*Data for this task*.
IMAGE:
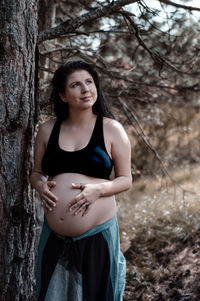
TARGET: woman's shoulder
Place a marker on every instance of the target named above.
(112, 125)
(114, 129)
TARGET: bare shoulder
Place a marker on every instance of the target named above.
(113, 127)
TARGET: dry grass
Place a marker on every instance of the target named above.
(159, 227)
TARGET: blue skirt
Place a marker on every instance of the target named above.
(89, 267)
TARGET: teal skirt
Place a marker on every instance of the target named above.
(89, 267)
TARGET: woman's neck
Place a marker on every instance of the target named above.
(81, 117)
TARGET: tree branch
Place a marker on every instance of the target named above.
(71, 25)
(168, 2)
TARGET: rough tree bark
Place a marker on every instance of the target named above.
(18, 115)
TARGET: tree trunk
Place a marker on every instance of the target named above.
(18, 116)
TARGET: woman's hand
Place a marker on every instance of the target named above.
(48, 198)
(83, 201)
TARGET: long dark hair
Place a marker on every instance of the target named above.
(61, 109)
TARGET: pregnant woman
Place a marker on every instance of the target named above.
(79, 257)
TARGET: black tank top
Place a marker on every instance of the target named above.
(92, 160)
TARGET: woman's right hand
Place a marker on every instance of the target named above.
(48, 198)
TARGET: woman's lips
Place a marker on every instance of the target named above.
(86, 98)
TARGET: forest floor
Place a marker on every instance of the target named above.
(160, 237)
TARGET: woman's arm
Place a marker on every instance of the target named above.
(121, 155)
(38, 179)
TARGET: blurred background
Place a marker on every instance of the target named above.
(148, 57)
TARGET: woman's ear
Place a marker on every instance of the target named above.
(63, 97)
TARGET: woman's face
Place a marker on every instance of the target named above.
(80, 90)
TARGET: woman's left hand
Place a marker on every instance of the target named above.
(83, 201)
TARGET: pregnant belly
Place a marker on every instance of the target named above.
(63, 221)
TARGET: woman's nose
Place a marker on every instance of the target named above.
(85, 88)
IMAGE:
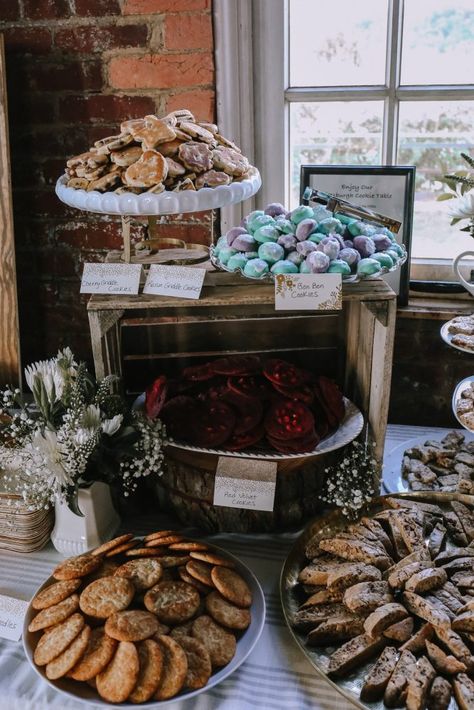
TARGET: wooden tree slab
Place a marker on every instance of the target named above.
(9, 328)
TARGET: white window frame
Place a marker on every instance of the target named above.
(254, 92)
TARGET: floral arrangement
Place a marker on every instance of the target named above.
(76, 431)
(349, 485)
(460, 185)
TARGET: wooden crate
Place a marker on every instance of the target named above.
(142, 336)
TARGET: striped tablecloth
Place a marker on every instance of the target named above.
(276, 675)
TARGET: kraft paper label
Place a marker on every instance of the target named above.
(245, 483)
(308, 292)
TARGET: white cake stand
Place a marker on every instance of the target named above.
(129, 206)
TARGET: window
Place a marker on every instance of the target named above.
(367, 82)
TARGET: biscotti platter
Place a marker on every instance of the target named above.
(143, 621)
(384, 607)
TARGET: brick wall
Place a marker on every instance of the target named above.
(75, 69)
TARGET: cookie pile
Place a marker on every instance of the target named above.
(151, 154)
(446, 465)
(306, 240)
(141, 619)
(462, 331)
(238, 402)
(398, 588)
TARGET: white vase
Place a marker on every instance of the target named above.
(73, 534)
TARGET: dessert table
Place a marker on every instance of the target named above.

*Exercise task*. Render the records above as a JSON list of strings, with one string for each line and no blank lines. Leave the pictures out.

*Output for this task*.
[
  "IMAGE:",
  "TARGET: woman's shoulder",
  "Place a marker on every instance of the target named above.",
  "(112, 125)",
  "(114, 129)",
  "TARGET: bare shoulder",
  "Place a marker on every instance of the target named above.",
  "(113, 127)",
  "TARGET: dry grass",
  "Place a marker on every instance of the target named above.",
  "(159, 227)",
  "TARGET: blue skirt",
  "Place a marker on every instance of the target named above.",
  "(89, 267)",
  "TARGET: teal skirt",
  "Place a marker on every instance of the target named above.",
  "(89, 267)",
  "TARGET: woman's neck",
  "Place a marker on every instance of the target named above.",
  "(81, 117)",
  "TARGET: tree branch",
  "Place a marker on every instance of the target named above.",
  "(71, 25)",
  "(168, 2)",
  "TARGET: rough tree bark",
  "Place a marker on every instance of the target named above.",
  "(18, 115)",
  "TARGET: tree trunk",
  "Place a marker on every instance of the target named above.",
  "(18, 116)",
  "TARGET: woman's hand",
  "Place a marker on every instance of the target named above.",
  "(48, 198)",
  "(83, 201)",
  "TARGET: long dark hair",
  "Place a marker on every instance of the target named above.",
  "(61, 109)",
  "TARGET: pregnant woman",
  "Place a marker on every instance of the target named above.",
  "(79, 257)",
  "TARGET: black tank top",
  "Place a marker on every instance of the target named above.",
  "(92, 160)",
  "TARGET: woman's right hand",
  "Place a marker on every instance of the target named above.",
  "(48, 198)",
  "TARGET: woman's lips",
  "Place a marker on every instance of the target named above.",
  "(86, 98)",
  "TARGET: forest floor",
  "Place a marker on every instance of the target named above.",
  "(160, 237)",
  "TARGET: woman's arm",
  "Place a marker on every instance of the target named above.",
  "(121, 155)",
  "(38, 179)",
  "TARGET: blurred background",
  "Place a marker on every instance of the target named above.",
  "(148, 57)",
  "TARGET: woman's ear",
  "Place a marker on every instance of the target named above.",
  "(63, 97)",
  "TARGET: woman's face",
  "Place a marker on every instance of the target named above.",
  "(80, 90)",
  "TARGET: woman's left hand",
  "Place a marker on every instance of the target named above.",
  "(83, 201)",
  "TARGET: pregnant belly",
  "Place a marker on every instance of the target named above.",
  "(63, 221)",
  "TARGET: woman's nose",
  "Place a marker on every instance of the target named above.",
  "(85, 88)",
  "IMAGE:",
  "TARGET: wooden tree slab",
  "Place a marker on every instance of the target named above.",
  "(9, 328)",
  "TARGET: white window frame",
  "Place a marker on every instance of the target named above.",
  "(254, 92)",
  "TARGET: floral arrangement",
  "Place a marker on every instance of the target named above.",
  "(76, 431)",
  "(349, 485)",
  "(460, 185)",
  "TARGET: wooden crate",
  "Place a marker on every instance of the target named above.",
  "(142, 336)",
  "TARGET: striped tablecloth",
  "Place a marker on every instance of the target named above.",
  "(276, 675)",
  "TARGET: kraft paper label",
  "Place a marker on every instance of the target named above.",
  "(245, 483)",
  "(308, 292)",
  "TARGET: white cake stand",
  "Place a marker on every instance of the target named above.",
  "(129, 206)",
  "TARGET: window",
  "Place a marker on every instance of the target named above.",
  "(367, 82)",
  "TARGET: biscotti platter",
  "Place a marker on every instance of the target named above.",
  "(143, 621)",
  "(384, 607)",
  "TARGET: brick wall",
  "Place a marker on every instance of the target named above.",
  "(75, 69)",
  "TARGET: cookie pile",
  "Place a marker on every instance of the target named above.",
  "(151, 154)",
  "(446, 465)",
  "(306, 240)",
  "(141, 619)",
  "(462, 331)",
  "(238, 402)",
  "(398, 588)",
  "TARGET: white vase",
  "Place a marker on every instance of the target named above.",
  "(73, 534)",
  "TARGET: dessert table",
  "Place a marker on every instance of the target named above."
]